PROBLEM DETAILS:
Arrange every line of the entries below as a Markdown table with the columns "Row" and "Line": number each line in order and skip blank lines. Leave out the pictures.

RAW DATA:
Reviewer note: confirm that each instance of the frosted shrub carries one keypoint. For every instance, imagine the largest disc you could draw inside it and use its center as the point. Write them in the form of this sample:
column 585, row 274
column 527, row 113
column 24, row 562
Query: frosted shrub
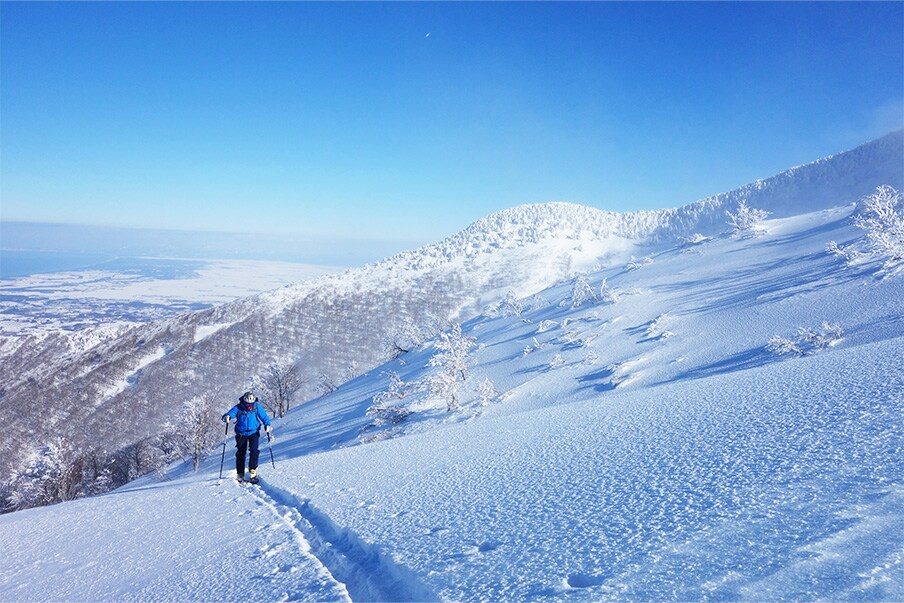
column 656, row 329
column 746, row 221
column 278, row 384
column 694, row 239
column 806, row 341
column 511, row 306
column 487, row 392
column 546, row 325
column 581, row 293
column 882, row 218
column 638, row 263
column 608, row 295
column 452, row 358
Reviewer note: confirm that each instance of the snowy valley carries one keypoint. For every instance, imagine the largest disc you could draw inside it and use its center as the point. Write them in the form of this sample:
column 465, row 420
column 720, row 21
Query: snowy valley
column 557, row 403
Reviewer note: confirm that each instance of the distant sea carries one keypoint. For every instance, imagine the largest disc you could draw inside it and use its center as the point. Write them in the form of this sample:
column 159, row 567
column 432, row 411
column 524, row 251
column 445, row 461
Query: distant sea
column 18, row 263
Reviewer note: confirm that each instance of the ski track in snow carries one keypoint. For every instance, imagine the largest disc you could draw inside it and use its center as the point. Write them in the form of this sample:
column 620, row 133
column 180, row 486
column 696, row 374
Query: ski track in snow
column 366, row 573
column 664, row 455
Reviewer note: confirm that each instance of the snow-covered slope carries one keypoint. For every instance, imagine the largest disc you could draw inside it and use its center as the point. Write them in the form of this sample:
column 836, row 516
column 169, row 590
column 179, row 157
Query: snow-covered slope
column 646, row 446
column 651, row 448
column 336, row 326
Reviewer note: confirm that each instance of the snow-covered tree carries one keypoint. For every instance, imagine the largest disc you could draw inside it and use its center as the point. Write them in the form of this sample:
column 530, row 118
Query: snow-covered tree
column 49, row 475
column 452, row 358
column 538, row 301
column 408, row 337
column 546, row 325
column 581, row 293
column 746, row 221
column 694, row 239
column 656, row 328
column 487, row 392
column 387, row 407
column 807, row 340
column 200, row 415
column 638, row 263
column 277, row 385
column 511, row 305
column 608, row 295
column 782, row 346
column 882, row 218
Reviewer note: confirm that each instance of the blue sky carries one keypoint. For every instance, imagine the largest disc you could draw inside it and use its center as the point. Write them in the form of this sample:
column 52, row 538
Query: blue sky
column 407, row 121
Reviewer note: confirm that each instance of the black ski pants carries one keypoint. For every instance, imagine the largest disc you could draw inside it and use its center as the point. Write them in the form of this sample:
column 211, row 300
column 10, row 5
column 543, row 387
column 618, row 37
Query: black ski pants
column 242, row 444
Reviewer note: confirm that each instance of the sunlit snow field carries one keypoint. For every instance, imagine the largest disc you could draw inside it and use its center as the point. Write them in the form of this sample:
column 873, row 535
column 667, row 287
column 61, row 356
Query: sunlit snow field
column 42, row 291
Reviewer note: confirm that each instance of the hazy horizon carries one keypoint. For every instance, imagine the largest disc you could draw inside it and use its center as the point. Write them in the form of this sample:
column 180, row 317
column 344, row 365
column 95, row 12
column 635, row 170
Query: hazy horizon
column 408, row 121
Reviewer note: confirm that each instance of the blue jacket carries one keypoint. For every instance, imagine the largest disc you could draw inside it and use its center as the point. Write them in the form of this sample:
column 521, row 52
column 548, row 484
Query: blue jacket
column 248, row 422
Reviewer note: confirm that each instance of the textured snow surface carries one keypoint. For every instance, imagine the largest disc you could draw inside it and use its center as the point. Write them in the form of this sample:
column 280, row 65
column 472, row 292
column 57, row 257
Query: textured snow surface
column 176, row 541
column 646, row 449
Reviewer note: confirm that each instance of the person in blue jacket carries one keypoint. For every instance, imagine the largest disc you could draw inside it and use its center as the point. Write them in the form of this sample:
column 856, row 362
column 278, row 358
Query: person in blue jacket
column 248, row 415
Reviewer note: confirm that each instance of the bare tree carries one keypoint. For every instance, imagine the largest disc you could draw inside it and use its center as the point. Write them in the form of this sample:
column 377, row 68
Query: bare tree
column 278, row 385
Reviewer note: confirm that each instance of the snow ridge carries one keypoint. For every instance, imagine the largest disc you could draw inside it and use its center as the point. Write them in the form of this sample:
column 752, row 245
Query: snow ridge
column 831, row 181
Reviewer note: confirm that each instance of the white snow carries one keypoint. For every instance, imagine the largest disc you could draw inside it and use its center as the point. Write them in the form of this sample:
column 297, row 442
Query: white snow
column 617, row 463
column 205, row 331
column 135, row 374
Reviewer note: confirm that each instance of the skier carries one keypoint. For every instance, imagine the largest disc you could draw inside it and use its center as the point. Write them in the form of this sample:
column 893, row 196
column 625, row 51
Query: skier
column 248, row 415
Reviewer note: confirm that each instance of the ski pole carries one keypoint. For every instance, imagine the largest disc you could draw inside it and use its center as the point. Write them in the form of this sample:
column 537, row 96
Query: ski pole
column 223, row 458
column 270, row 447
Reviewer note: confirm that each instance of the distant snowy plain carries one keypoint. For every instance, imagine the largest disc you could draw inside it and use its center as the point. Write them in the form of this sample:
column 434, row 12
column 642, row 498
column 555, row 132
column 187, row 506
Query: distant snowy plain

TASK SOLUTION:
| Row | Line |
|---|---|
| 1 | Reviewer note: confirm that each instance of the frosted shrub carries one keypoint. For every instance, imagine the largest disc you could draw inside it and use its center as the point. Write them in the form of this sample: |
| 2 | column 585, row 274 |
| 3 | column 527, row 113 |
| 4 | column 24, row 562 |
| 5 | Query: frosted shrub |
| 6 | column 656, row 329 |
| 7 | column 746, row 221 |
| 8 | column 278, row 384 |
| 9 | column 694, row 239 |
| 10 | column 806, row 341 |
| 11 | column 511, row 306 |
| 12 | column 487, row 392 |
| 13 | column 546, row 325 |
| 14 | column 581, row 293 |
| 15 | column 882, row 218 |
| 16 | column 638, row 263 |
| 17 | column 608, row 295 |
| 18 | column 452, row 358 |
| 19 | Reviewer note: confirm that each instance of the snowy valley carries one keypoint. For every instance, imagine the largest disc you could draw inside it and use its center as the point. Write them in the form of this sample: |
| 20 | column 465, row 420 |
| 21 | column 720, row 21 |
| 22 | Query: snowy valley |
| 23 | column 557, row 403 |
| 24 | Reviewer note: confirm that each instance of the distant sea carries one keypoint. For every instance, imagine the largest disc you could draw inside it and use its center as the point. Write them in the form of this sample: |
| 25 | column 159, row 567 |
| 26 | column 432, row 411 |
| 27 | column 524, row 251 |
| 28 | column 445, row 461 |
| 29 | Query: distant sea |
| 30 | column 18, row 263 |
| 31 | Reviewer note: confirm that each instance of the ski track in snow carries one keypoint. For every instance, imagine the largest disc you could draw inside it and use its center as the point. Write them in the form of this sample: |
| 32 | column 620, row 133 |
| 33 | column 180, row 486 |
| 34 | column 696, row 374 |
| 35 | Query: ski track in snow |
| 36 | column 366, row 573 |
| 37 | column 664, row 455 |
| 38 | Reviewer note: confirm that each instance of the snow-covered slope carries one keypoint. For every instance, imagine the largest disc you could draw inside it and use its center as the point. Write them in the form of this sample: |
| 39 | column 836, row 516 |
| 40 | column 169, row 590 |
| 41 | column 179, row 157 |
| 42 | Query: snow-covered slope |
| 43 | column 646, row 446 |
| 44 | column 651, row 448 |
| 45 | column 336, row 326 |
| 46 | Reviewer note: confirm that each instance of the snow-covered tree carries one keypoint. For every instance, imagine the largest disc you could draw inside it and use its center as the point. Write them in the form of this sample: |
| 47 | column 530, row 118 |
| 48 | Query: snow-covered tree |
| 49 | column 49, row 475 |
| 50 | column 452, row 358 |
| 51 | column 538, row 301 |
| 52 | column 408, row 337 |
| 53 | column 546, row 325 |
| 54 | column 581, row 293 |
| 55 | column 746, row 221 |
| 56 | column 694, row 239 |
| 57 | column 656, row 328 |
| 58 | column 487, row 392 |
| 59 | column 387, row 407 |
| 60 | column 807, row 340 |
| 61 | column 200, row 415 |
| 62 | column 638, row 263 |
| 63 | column 277, row 385 |
| 64 | column 511, row 305 |
| 65 | column 608, row 295 |
| 66 | column 782, row 346 |
| 67 | column 882, row 218 |
| 68 | Reviewer note: confirm that each instance of the blue sky carries one keypoint. For every instance, imagine the largest disc you could draw inside it and use its center as the point. Write them in the form of this sample: |
| 69 | column 52, row 538 |
| 70 | Query: blue sky |
| 71 | column 407, row 121 |
| 72 | Reviewer note: confirm that each instance of the black ski pants carries one keypoint. For every instance, imagine the largest disc you could draw inside it and use its center as the point. Write them in the form of this sample: |
| 73 | column 211, row 300 |
| 74 | column 10, row 5 |
| 75 | column 543, row 387 |
| 76 | column 618, row 37 |
| 77 | Query: black ski pants |
| 78 | column 242, row 444 |
| 79 | Reviewer note: confirm that each instance of the sunlit snow field carries one keypoint. For every instance, imagine the largest disc you could draw inside it and use its center as the point. Write them in the form of this sample: |
| 80 | column 873, row 535 |
| 81 | column 667, row 287 |
| 82 | column 61, row 356 |
| 83 | Query: sunlit snow field |
| 84 | column 42, row 291 |
| 85 | Reviewer note: confirm that each instance of the hazy horizon carries one keypoint. For every instance, imagine the largest disc you could draw inside it and use its center as the point. Write them in the form of this sample: |
| 86 | column 180, row 317 |
| 87 | column 344, row 365 |
| 88 | column 95, row 12 |
| 89 | column 635, row 170 |
| 90 | Query: hazy horizon |
| 91 | column 408, row 121 |
| 92 | Reviewer note: confirm that each instance of the blue jacket carries one keypoint. For every instance, imagine the largest disc you could draw inside it and use its center as the point. Write them in the form of this sample: |
| 93 | column 521, row 52 |
| 94 | column 548, row 484 |
| 95 | Query: blue jacket |
| 96 | column 248, row 422 |
| 97 | Reviewer note: confirm that each instance of the textured snow surface carries one keypoint. For every instance, imagine the largest disc you could draw inside it and use its center as the point. Write them in the form of this sample: |
| 98 | column 280, row 65 |
| 99 | column 472, row 292 |
| 100 | column 57, row 257 |
| 101 | Query: textured snow surface |
| 102 | column 176, row 541 |
| 103 | column 646, row 449 |
| 104 | Reviewer note: confirm that each instance of the person in blue jacket carries one keypoint. For every instance, imagine the largest disc you could draw inside it and use its center as the point. Write them in the form of this sample: |
| 105 | column 856, row 362 |
| 106 | column 278, row 358 |
| 107 | Query: person in blue jacket |
| 108 | column 248, row 415 |
| 109 | Reviewer note: confirm that each instance of the bare tree carries one keypoint. For every instance, imagine the largest disc you could draw inside it and use its center as the point. Write them in the form of this sample: |
| 110 | column 377, row 68 |
| 111 | Query: bare tree |
| 112 | column 278, row 385 |
| 113 | Reviewer note: confirm that each instance of the snow ridge carries one keypoint. For every instance, imagine the largest disc you could draw inside it and use its center as the point. Write them in the form of this sample: |
| 114 | column 752, row 245 |
| 115 | Query: snow ridge |
| 116 | column 831, row 181 |
| 117 | Reviewer note: confirm that each instance of the white snow carries one keypoint. For every instance, imagine the largest disc you could draw inside it and use its center as the point. Write them in the form of this sample: |
| 118 | column 297, row 442 |
| 119 | Query: white snow |
| 120 | column 617, row 463 |
| 121 | column 205, row 331 |
| 122 | column 135, row 374 |
| 123 | Reviewer note: confirm that each instance of the skier carries one keypoint. For every instance, imagine the largest disc you could draw inside it and use its center as the point. Write them in the form of this sample: |
| 124 | column 893, row 196 |
| 125 | column 625, row 51 |
| 126 | Query: skier |
| 127 | column 248, row 415 |
| 128 | Reviewer note: confirm that each instance of the ski pole carries one keypoint. For every instance, imagine the largest disc you could draw inside it and use its center as the point. Write them in the form of this sample: |
| 129 | column 537, row 96 |
| 130 | Query: ski pole |
| 131 | column 223, row 458 |
| 132 | column 270, row 447 |
| 133 | Reviewer note: confirm that each instance of the distant snowy plain carries one keypoint. For every instance, imagine the largest disc you could draw inside it and use its center as the point. Write them in the form of this sample: |
| 134 | column 434, row 12 |
| 135 | column 642, row 498 |
| 136 | column 555, row 132 |
| 137 | column 187, row 506 |
| 138 | Query: distant snowy plain |